== Segment start ==
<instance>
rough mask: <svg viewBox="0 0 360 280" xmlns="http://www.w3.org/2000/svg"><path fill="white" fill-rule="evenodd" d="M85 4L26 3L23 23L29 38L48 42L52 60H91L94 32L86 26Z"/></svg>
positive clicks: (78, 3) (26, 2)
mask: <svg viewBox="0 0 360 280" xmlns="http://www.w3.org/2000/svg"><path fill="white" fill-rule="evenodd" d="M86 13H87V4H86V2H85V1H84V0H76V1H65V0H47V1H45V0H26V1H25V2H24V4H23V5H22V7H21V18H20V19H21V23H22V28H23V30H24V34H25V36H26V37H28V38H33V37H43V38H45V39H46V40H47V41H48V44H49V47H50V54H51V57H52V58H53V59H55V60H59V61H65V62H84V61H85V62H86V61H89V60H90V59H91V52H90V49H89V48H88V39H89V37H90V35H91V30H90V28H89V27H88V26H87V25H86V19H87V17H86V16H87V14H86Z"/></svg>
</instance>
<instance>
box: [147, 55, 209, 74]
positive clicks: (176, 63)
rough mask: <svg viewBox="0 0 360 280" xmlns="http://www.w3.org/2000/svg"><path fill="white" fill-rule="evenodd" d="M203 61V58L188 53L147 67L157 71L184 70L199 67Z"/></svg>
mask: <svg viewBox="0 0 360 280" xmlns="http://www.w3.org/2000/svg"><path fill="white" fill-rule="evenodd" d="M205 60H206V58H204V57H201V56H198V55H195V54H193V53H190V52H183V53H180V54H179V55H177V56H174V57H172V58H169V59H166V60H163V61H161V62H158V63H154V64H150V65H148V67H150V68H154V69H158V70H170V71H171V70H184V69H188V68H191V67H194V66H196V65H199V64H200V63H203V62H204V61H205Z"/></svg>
== Segment end ==
* **TASK STATEMENT**
Copy out the entire listing again, word for word.

* **ANSWER SPACE**
<instance>
rough mask: <svg viewBox="0 0 360 280" xmlns="http://www.w3.org/2000/svg"><path fill="white" fill-rule="evenodd" d="M85 4L26 3L23 23L29 38L48 42L52 60H91L94 32L86 26Z"/></svg>
positive clicks: (78, 3) (26, 2)
mask: <svg viewBox="0 0 360 280" xmlns="http://www.w3.org/2000/svg"><path fill="white" fill-rule="evenodd" d="M86 13H87V4H86V2H85V1H84V0H76V1H65V0H47V1H45V0H26V1H25V2H24V4H23V5H22V7H21V18H20V19H21V23H22V28H23V30H24V34H25V36H26V37H28V38H33V37H43V38H45V39H46V40H47V41H48V44H49V47H50V54H51V57H52V58H53V59H55V60H59V61H65V62H84V61H85V62H86V61H89V60H90V59H91V52H90V49H89V48H88V39H89V37H90V35H91V30H90V28H89V27H88V26H87V25H86V19H87V17H86V16H87V14H86Z"/></svg>
</instance>
<instance>
box: [147, 55, 209, 74]
positive clicks: (176, 63)
rough mask: <svg viewBox="0 0 360 280" xmlns="http://www.w3.org/2000/svg"><path fill="white" fill-rule="evenodd" d="M203 61V58L188 53L147 67L157 71L184 70L199 67Z"/></svg>
mask: <svg viewBox="0 0 360 280" xmlns="http://www.w3.org/2000/svg"><path fill="white" fill-rule="evenodd" d="M205 60H206V58H204V57H201V56H198V55H195V54H193V53H190V52H183V53H180V54H179V55H177V56H174V57H172V58H169V59H166V60H163V61H161V62H158V63H154V64H150V65H148V67H150V68H154V69H158V70H170V71H171V70H184V69H188V68H191V67H194V66H196V65H199V64H200V63H203V62H204V61H205Z"/></svg>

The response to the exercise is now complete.